*MATERIAL FOR THE TASK*
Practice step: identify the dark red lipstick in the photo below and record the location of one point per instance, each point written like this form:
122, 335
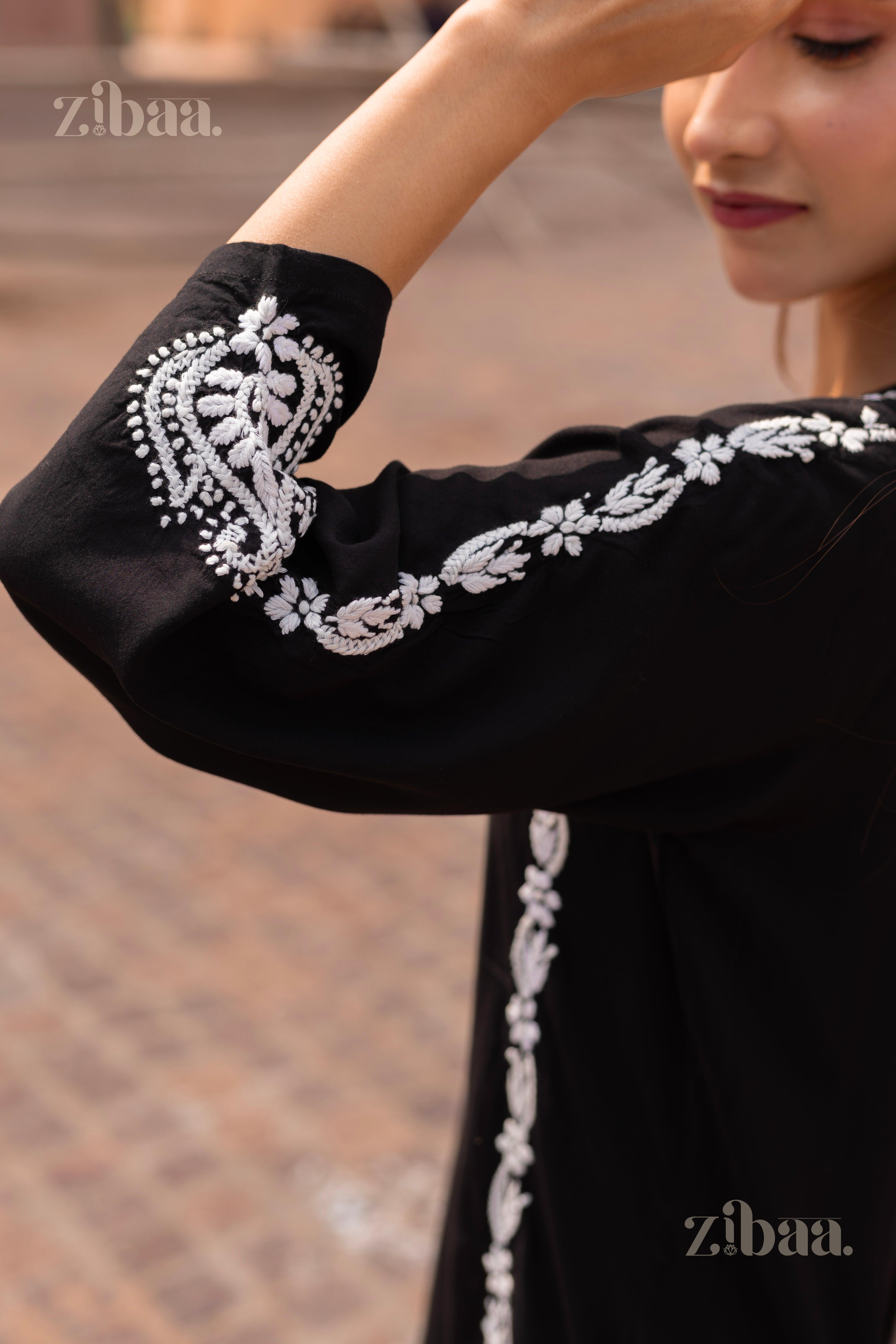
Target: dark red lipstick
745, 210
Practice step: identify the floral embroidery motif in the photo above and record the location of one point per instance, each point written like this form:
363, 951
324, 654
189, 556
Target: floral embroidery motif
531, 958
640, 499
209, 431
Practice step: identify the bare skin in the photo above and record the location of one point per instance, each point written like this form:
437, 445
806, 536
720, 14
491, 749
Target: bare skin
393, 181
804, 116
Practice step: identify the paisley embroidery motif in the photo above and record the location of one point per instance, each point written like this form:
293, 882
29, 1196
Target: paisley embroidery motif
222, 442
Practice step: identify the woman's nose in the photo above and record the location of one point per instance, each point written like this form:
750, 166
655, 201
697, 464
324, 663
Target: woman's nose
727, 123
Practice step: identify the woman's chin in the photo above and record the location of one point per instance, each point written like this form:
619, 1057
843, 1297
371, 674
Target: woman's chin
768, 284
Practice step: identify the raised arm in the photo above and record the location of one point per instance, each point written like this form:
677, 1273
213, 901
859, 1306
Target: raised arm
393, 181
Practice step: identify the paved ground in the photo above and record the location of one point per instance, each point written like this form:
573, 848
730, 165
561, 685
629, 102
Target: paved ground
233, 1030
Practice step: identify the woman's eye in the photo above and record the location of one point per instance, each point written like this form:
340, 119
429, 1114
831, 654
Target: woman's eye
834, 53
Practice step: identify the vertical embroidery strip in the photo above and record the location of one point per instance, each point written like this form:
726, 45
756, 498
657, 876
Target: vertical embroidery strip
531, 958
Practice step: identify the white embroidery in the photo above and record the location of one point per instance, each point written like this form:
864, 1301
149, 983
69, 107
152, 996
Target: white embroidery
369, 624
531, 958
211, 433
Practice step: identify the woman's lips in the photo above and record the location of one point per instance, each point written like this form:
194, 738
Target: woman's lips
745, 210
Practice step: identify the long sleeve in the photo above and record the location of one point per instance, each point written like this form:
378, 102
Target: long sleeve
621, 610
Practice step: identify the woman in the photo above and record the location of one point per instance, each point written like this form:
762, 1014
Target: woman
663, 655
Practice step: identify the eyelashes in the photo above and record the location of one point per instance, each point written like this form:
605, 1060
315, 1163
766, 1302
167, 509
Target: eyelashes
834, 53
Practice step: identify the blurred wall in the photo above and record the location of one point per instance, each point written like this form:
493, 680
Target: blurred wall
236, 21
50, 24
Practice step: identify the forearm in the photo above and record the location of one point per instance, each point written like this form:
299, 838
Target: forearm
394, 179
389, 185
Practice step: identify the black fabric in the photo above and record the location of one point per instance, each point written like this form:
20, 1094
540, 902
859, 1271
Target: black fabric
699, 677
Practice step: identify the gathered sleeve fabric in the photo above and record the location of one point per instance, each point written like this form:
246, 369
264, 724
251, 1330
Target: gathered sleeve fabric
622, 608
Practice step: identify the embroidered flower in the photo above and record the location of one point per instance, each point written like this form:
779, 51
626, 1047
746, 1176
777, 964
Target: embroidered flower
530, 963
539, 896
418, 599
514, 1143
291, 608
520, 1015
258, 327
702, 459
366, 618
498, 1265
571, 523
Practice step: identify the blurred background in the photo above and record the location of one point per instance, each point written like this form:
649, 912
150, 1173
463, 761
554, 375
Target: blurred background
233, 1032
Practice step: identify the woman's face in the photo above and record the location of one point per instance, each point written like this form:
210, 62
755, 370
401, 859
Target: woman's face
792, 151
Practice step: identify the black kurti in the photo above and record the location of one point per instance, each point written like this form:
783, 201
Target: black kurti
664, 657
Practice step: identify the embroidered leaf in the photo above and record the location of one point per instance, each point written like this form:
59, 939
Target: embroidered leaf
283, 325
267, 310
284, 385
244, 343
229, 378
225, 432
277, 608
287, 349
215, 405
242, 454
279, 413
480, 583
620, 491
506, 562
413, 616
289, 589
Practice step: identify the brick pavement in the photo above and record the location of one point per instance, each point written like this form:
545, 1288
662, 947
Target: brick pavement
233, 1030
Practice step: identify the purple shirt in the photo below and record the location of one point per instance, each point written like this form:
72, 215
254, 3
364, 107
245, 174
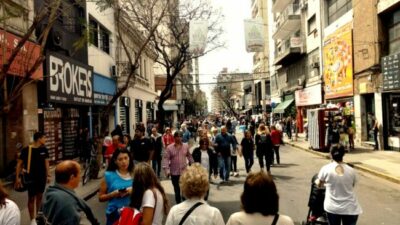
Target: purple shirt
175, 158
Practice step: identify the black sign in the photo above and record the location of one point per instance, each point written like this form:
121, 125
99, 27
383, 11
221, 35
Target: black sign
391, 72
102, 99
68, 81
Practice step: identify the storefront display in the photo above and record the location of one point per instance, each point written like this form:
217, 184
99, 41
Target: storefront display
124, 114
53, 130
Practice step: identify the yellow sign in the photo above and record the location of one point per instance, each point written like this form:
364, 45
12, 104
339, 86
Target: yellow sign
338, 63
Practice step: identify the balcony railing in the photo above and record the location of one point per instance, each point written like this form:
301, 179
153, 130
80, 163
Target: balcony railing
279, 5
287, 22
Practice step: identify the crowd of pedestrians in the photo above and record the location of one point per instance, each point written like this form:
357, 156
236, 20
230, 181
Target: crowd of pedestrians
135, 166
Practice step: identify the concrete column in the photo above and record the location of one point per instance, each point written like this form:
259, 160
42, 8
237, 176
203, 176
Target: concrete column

*EXERCISE BRIEF*
How many lines of the material above contain the word "column"? Answer with the number only.

*WRITTEN SOLUTION*
2